_Given problem_:
Reproduce the items from the very beginning through the line containing "(400, 182), (416, 202)", with that line included, and leave out the pictures.

— BEGIN —

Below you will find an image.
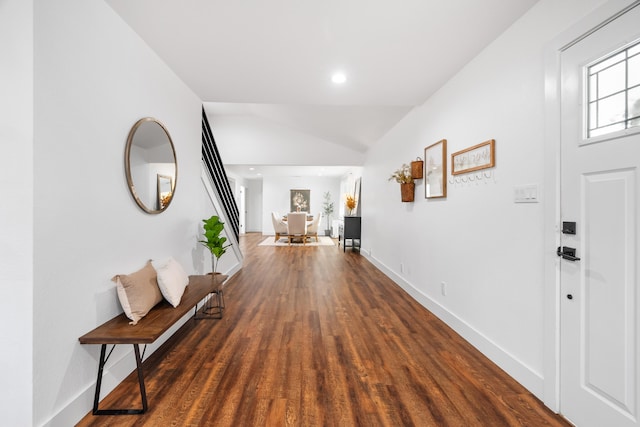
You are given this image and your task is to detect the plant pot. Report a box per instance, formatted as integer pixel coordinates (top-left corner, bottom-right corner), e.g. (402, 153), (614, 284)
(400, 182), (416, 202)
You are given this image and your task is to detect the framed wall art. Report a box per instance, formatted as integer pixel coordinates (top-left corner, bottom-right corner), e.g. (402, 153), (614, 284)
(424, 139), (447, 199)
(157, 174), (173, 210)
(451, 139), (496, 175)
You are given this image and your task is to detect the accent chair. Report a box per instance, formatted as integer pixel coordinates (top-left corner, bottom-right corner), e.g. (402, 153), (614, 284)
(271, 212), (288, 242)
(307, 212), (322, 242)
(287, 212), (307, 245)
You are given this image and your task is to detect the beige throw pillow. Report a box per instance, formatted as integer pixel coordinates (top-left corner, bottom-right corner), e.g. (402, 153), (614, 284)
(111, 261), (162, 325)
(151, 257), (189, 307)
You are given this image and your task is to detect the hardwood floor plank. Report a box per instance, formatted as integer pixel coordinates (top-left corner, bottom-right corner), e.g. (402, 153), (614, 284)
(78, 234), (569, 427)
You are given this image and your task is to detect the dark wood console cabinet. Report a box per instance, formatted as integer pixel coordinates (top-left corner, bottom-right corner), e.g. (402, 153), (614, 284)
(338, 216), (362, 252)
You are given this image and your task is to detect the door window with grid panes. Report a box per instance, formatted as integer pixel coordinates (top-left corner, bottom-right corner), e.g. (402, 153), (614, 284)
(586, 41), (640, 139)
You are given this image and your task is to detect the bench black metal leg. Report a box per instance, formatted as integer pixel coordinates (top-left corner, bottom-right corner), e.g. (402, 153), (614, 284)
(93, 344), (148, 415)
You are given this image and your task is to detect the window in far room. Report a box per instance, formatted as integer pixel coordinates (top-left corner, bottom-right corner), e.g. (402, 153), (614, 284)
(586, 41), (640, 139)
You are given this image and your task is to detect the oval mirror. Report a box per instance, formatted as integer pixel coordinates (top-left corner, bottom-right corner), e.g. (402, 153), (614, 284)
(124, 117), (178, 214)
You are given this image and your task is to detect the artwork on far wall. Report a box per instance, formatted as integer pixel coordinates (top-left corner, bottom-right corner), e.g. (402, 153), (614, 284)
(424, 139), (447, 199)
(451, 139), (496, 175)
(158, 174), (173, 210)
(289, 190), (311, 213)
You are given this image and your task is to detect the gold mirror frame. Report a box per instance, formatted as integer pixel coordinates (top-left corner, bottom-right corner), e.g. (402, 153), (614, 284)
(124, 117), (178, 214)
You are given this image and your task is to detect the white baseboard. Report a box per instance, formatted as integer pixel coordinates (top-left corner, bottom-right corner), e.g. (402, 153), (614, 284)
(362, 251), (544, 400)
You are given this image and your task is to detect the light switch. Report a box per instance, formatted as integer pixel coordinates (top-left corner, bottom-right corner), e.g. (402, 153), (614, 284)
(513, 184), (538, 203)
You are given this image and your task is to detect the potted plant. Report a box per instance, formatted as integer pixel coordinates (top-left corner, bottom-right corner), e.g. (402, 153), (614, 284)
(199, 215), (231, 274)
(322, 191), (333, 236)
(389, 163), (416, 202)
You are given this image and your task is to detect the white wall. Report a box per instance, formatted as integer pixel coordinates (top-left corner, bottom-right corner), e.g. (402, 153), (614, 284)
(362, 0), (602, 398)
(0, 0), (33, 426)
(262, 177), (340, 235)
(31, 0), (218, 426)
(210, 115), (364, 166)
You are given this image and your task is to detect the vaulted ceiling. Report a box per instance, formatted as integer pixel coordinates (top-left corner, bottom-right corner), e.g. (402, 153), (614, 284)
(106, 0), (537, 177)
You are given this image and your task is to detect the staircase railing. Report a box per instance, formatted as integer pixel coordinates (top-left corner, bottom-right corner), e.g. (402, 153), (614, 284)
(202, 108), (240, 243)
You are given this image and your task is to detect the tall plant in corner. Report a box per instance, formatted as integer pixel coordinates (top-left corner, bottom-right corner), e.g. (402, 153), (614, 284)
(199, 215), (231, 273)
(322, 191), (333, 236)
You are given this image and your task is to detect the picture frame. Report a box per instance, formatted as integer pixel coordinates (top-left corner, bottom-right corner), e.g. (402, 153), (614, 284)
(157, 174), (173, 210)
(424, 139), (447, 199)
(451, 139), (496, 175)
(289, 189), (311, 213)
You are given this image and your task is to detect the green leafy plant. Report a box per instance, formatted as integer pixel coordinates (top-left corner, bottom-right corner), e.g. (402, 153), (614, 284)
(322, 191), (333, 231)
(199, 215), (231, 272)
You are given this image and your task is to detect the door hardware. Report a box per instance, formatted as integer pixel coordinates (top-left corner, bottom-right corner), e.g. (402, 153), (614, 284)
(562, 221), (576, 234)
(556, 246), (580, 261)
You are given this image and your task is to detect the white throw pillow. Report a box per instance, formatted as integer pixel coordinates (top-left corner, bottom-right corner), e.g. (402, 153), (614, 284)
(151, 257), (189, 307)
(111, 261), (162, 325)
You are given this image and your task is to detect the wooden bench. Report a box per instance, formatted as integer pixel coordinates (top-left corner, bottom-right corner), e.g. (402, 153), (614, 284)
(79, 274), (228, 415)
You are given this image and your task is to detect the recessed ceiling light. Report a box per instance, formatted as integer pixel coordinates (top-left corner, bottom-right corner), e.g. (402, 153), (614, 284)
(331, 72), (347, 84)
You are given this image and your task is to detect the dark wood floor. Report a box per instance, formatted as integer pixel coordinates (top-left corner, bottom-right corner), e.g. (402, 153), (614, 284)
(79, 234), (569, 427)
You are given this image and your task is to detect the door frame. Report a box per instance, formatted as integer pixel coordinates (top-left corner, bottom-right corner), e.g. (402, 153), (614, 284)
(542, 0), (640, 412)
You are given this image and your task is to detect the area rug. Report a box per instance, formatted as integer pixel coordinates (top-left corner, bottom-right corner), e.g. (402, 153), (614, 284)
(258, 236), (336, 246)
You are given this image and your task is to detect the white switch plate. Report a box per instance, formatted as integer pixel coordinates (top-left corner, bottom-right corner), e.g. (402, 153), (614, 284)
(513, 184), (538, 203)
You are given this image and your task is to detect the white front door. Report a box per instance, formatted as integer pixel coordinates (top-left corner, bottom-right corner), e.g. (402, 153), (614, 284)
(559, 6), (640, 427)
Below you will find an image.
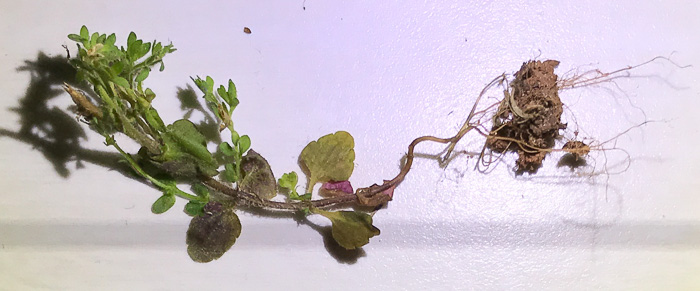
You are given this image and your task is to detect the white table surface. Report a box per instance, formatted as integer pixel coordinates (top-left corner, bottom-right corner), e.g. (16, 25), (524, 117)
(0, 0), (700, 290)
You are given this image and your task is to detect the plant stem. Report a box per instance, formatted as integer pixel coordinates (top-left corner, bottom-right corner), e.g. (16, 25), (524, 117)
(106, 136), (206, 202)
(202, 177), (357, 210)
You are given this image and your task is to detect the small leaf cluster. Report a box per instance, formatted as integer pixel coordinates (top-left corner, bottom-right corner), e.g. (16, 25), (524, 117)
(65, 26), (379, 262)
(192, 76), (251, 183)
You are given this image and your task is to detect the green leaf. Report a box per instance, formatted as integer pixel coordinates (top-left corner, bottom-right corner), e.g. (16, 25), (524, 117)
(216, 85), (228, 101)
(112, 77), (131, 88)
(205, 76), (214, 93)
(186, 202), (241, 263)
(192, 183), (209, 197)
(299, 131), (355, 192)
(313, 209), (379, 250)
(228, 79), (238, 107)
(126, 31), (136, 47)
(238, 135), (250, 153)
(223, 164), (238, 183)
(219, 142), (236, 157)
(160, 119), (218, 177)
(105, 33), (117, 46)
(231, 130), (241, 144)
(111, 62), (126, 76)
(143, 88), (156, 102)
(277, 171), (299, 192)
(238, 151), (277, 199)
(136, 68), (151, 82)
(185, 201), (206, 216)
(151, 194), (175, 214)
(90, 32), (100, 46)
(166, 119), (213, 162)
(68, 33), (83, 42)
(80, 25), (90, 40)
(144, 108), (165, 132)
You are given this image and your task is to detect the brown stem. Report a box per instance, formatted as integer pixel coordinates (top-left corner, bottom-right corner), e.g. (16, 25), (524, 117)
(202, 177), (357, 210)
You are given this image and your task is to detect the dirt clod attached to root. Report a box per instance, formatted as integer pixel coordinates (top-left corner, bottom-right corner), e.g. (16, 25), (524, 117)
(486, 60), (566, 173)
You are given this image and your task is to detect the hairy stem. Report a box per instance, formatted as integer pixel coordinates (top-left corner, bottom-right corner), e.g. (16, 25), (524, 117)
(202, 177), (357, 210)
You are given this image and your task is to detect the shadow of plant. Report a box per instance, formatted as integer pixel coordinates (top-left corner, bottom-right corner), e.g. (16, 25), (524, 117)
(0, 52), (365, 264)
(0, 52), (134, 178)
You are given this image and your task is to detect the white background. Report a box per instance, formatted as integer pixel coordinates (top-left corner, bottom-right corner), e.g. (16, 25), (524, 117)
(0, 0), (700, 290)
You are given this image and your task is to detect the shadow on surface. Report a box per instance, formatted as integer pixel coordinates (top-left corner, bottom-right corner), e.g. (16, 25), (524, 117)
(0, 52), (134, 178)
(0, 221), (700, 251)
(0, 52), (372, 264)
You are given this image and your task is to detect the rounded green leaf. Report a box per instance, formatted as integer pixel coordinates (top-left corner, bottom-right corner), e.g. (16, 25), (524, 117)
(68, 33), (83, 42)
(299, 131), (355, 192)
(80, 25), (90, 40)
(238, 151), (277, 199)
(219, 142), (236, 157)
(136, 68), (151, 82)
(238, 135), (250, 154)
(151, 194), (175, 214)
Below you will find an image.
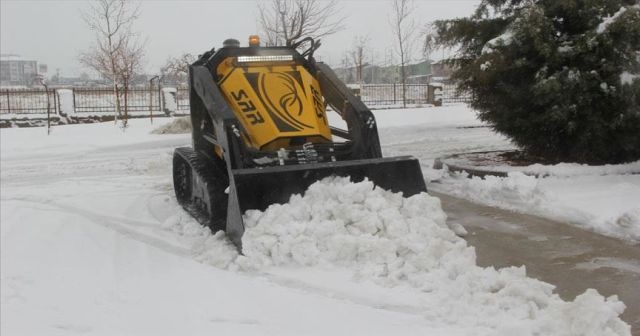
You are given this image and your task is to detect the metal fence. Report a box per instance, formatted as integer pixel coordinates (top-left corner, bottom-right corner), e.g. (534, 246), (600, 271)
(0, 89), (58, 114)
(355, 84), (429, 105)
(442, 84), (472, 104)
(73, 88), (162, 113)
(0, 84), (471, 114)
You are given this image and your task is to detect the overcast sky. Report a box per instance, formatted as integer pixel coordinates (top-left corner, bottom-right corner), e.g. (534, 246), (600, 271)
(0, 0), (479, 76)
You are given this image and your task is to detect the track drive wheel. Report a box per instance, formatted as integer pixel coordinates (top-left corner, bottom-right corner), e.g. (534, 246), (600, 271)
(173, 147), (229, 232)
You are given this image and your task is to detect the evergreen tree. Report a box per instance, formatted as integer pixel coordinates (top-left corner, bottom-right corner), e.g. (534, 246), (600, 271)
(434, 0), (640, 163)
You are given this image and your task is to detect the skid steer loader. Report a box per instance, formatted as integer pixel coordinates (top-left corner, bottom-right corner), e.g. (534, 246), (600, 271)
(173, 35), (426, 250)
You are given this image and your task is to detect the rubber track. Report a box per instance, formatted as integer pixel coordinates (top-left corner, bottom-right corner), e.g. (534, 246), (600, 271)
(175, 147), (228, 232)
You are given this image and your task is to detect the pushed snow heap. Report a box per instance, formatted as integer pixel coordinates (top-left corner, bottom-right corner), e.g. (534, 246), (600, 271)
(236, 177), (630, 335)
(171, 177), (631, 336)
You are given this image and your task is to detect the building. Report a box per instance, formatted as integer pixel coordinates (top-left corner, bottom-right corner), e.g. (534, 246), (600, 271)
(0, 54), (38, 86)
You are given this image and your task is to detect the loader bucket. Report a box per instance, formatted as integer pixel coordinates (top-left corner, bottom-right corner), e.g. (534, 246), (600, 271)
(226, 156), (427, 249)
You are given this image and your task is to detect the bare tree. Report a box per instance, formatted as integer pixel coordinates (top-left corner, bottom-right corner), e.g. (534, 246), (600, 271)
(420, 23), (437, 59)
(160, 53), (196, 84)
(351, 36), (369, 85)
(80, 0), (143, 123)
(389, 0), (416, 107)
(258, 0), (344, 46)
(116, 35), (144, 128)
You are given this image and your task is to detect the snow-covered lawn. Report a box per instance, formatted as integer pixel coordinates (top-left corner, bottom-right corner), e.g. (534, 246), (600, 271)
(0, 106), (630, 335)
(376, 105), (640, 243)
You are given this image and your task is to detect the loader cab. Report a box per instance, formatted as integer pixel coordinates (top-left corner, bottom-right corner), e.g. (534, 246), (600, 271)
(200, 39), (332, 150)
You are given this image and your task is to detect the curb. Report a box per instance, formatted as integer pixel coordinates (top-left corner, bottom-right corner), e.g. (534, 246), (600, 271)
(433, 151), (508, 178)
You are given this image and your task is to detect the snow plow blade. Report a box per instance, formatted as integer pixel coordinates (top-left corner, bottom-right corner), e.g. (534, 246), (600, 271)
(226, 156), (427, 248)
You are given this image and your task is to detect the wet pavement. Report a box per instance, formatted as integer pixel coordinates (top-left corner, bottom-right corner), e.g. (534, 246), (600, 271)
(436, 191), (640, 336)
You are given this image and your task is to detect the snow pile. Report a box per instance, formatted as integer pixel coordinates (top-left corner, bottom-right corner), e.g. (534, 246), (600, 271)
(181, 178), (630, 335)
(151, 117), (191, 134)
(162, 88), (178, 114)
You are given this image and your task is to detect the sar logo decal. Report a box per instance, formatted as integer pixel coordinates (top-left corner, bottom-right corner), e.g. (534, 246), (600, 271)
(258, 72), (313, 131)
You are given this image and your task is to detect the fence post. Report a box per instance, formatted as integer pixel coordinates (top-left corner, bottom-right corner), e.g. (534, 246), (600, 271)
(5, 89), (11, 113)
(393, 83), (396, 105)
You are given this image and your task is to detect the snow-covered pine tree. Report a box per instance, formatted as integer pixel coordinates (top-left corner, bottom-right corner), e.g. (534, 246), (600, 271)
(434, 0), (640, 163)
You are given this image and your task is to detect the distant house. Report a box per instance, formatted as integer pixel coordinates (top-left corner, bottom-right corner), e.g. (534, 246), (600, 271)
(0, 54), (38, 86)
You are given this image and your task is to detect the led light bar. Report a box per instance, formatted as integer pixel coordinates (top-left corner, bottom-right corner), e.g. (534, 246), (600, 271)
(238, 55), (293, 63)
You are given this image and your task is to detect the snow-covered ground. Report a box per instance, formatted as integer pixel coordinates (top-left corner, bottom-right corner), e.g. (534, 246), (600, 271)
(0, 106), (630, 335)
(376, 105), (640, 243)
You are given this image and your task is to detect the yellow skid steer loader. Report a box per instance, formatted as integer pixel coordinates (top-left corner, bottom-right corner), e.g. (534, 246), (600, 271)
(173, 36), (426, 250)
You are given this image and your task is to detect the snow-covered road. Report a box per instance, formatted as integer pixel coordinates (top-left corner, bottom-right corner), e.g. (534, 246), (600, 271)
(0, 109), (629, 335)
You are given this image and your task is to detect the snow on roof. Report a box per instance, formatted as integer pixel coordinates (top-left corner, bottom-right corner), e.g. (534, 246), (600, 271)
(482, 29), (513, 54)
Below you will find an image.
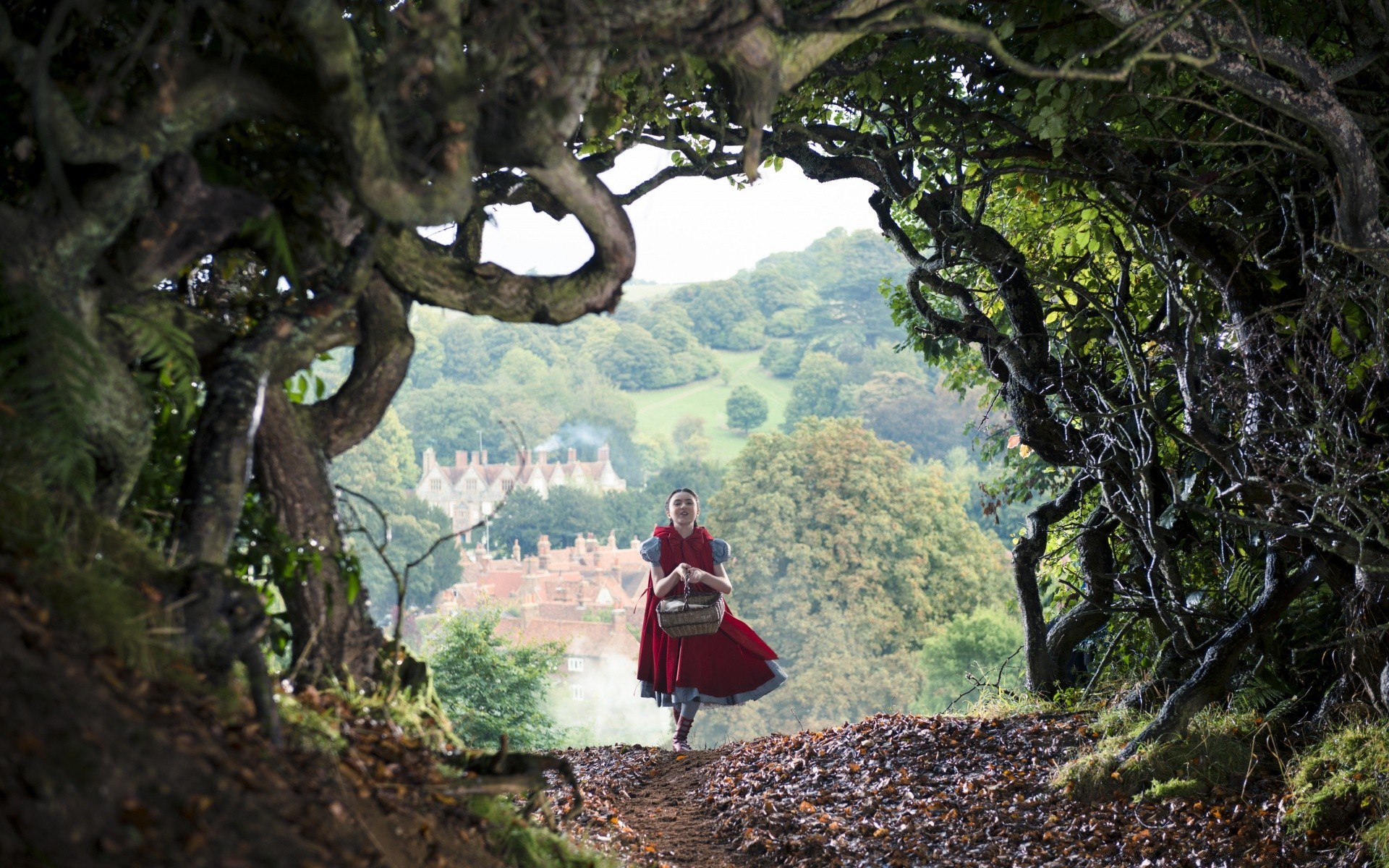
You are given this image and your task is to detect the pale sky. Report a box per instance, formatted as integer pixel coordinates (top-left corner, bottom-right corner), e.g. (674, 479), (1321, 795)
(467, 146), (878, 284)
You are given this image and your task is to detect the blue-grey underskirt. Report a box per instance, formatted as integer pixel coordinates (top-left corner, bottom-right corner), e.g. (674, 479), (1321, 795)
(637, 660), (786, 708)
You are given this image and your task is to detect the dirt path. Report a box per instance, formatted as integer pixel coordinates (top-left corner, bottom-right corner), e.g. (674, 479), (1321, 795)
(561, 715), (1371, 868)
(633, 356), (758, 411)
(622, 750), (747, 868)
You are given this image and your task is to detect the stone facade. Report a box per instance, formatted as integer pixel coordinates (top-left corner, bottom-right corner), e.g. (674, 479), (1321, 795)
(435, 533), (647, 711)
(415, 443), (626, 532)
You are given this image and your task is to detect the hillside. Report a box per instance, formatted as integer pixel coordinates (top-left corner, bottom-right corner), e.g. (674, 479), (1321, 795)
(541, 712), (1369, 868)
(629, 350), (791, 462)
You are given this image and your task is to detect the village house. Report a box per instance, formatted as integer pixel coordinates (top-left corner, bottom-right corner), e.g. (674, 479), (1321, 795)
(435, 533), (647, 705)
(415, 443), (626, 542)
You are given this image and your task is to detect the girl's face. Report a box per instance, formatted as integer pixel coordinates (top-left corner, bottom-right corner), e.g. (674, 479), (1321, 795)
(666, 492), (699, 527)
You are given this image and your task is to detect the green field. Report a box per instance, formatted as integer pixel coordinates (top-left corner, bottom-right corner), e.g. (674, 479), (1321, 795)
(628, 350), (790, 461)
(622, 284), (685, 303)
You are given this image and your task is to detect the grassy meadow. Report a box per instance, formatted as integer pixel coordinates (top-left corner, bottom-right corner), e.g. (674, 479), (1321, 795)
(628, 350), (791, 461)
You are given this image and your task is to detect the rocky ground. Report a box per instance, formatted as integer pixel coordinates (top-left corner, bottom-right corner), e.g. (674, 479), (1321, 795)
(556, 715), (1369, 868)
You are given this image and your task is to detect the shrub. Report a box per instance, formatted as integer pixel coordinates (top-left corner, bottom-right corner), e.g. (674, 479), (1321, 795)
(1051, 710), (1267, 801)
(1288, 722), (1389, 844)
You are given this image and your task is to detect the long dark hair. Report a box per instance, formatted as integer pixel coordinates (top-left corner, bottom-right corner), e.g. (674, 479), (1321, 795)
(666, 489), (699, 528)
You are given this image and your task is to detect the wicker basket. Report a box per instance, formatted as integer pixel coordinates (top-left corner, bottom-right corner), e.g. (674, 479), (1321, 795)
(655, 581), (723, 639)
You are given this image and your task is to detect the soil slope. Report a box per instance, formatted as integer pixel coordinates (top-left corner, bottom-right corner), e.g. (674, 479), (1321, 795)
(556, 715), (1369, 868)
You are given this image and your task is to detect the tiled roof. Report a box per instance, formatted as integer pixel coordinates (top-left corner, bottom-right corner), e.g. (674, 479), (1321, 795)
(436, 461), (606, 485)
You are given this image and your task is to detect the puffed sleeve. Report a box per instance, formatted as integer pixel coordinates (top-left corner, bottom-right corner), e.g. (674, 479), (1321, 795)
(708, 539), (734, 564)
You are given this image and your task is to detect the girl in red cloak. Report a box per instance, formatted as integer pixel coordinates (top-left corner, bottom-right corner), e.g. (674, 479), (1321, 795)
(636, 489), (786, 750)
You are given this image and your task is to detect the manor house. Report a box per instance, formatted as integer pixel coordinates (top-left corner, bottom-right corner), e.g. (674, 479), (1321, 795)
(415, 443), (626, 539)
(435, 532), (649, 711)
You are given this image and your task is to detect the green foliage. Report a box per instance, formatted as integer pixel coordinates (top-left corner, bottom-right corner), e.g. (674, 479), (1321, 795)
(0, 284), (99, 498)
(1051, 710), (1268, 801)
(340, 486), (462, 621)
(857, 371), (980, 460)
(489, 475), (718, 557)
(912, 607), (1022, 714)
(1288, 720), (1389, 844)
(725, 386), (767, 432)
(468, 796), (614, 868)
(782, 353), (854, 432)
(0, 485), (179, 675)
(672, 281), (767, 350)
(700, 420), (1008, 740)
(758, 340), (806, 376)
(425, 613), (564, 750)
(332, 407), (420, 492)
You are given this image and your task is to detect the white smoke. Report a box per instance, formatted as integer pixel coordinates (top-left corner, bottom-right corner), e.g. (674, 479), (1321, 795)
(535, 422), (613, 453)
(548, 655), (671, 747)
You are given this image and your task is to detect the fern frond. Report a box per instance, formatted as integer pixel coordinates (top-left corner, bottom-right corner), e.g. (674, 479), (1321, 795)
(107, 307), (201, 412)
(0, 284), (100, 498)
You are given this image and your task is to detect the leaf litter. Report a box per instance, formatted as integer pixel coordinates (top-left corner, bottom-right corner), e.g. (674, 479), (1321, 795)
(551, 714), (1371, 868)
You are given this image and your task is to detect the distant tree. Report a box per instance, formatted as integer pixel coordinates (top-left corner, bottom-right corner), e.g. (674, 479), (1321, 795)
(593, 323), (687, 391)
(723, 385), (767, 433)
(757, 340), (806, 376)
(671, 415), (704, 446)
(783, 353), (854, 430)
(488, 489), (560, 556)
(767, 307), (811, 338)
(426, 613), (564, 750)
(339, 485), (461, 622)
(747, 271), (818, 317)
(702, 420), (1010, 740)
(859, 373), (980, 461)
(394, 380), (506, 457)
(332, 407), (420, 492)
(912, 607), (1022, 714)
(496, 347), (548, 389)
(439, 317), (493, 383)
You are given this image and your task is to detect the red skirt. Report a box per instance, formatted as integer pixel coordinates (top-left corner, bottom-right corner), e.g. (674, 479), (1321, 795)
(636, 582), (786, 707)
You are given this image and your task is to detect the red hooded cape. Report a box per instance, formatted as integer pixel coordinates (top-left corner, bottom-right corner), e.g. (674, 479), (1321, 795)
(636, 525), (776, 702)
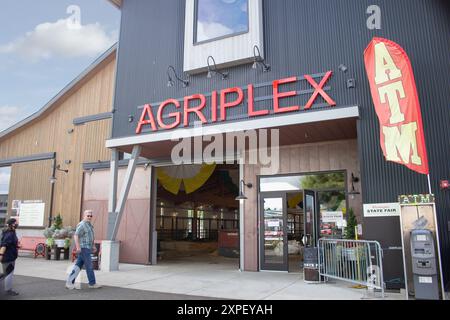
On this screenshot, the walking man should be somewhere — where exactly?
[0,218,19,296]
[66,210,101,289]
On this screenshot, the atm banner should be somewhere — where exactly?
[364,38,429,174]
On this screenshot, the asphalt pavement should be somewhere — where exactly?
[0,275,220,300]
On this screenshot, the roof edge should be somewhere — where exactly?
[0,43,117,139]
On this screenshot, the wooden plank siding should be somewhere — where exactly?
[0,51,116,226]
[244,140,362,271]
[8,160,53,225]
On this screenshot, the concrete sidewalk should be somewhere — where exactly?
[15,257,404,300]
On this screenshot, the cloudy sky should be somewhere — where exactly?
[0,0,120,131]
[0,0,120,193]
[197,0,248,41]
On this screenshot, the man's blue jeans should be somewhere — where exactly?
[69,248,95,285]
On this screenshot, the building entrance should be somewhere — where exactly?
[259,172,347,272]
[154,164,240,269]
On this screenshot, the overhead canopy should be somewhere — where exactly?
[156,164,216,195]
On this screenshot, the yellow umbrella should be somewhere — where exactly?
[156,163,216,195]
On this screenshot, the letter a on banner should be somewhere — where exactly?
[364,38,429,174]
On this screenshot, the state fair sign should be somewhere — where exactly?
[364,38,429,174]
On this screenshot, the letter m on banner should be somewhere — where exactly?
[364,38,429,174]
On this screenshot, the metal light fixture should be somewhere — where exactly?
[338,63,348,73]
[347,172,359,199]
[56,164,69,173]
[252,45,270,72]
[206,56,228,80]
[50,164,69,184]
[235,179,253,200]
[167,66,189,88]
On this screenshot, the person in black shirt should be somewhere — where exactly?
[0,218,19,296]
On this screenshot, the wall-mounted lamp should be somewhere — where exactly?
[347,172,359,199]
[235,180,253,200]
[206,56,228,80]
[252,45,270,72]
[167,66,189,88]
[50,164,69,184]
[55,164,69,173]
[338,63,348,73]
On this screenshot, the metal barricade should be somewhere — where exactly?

— END —

_Problem solution_:
Below you will find an image.
You are given this image and your task is to detect the plant pot. Report a box per instance, formatted as integer pixel coordinates (top-left corner, bottom-right corner), e.g. (402, 153), (614, 284)
(400, 182), (416, 202)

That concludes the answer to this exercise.